_DIRECTIVE_.
Rewrite the data below so that "positive clicks" becomes "foreground clicks" and nothing else changes.

* * *

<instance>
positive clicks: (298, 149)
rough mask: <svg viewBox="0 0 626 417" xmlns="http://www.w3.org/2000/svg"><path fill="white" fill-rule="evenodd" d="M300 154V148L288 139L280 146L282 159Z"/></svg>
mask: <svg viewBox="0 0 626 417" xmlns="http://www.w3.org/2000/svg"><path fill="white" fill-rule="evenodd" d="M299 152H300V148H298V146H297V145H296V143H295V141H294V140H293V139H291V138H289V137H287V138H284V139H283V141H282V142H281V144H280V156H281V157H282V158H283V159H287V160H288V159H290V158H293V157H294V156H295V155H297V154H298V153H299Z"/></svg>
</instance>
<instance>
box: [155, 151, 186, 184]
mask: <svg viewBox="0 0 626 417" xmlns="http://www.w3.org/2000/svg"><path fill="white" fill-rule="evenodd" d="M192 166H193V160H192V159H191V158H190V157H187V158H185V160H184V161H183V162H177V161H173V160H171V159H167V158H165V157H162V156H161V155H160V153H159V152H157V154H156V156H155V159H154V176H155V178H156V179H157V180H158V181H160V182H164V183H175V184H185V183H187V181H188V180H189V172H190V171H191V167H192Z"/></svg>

* * *

_COMPLETED TASK_.
<instance>
foreground clicks: (298, 149)
rough mask: <svg viewBox="0 0 626 417" xmlns="http://www.w3.org/2000/svg"><path fill="white" fill-rule="evenodd" d="M300 154V148L288 139L280 146L282 159Z"/></svg>
mask: <svg viewBox="0 0 626 417" xmlns="http://www.w3.org/2000/svg"><path fill="white" fill-rule="evenodd" d="M299 152H300V148H298V146H297V145H296V143H295V141H294V140H293V139H291V138H289V137H287V138H284V139H283V141H282V142H281V144H280V156H281V157H282V158H283V159H287V160H288V159H290V158H293V157H294V156H295V155H297V154H298V153H299Z"/></svg>
</instance>
<instance>
box: [155, 151, 186, 184]
mask: <svg viewBox="0 0 626 417" xmlns="http://www.w3.org/2000/svg"><path fill="white" fill-rule="evenodd" d="M192 166H193V160H192V159H191V158H190V157H187V158H185V160H184V161H183V162H177V161H173V160H171V159H167V158H165V157H162V156H161V155H160V153H159V152H157V154H156V156H155V159H154V176H155V178H156V179H157V180H158V181H160V182H164V183H175V184H185V183H187V181H188V180H189V172H190V171H191V167H192Z"/></svg>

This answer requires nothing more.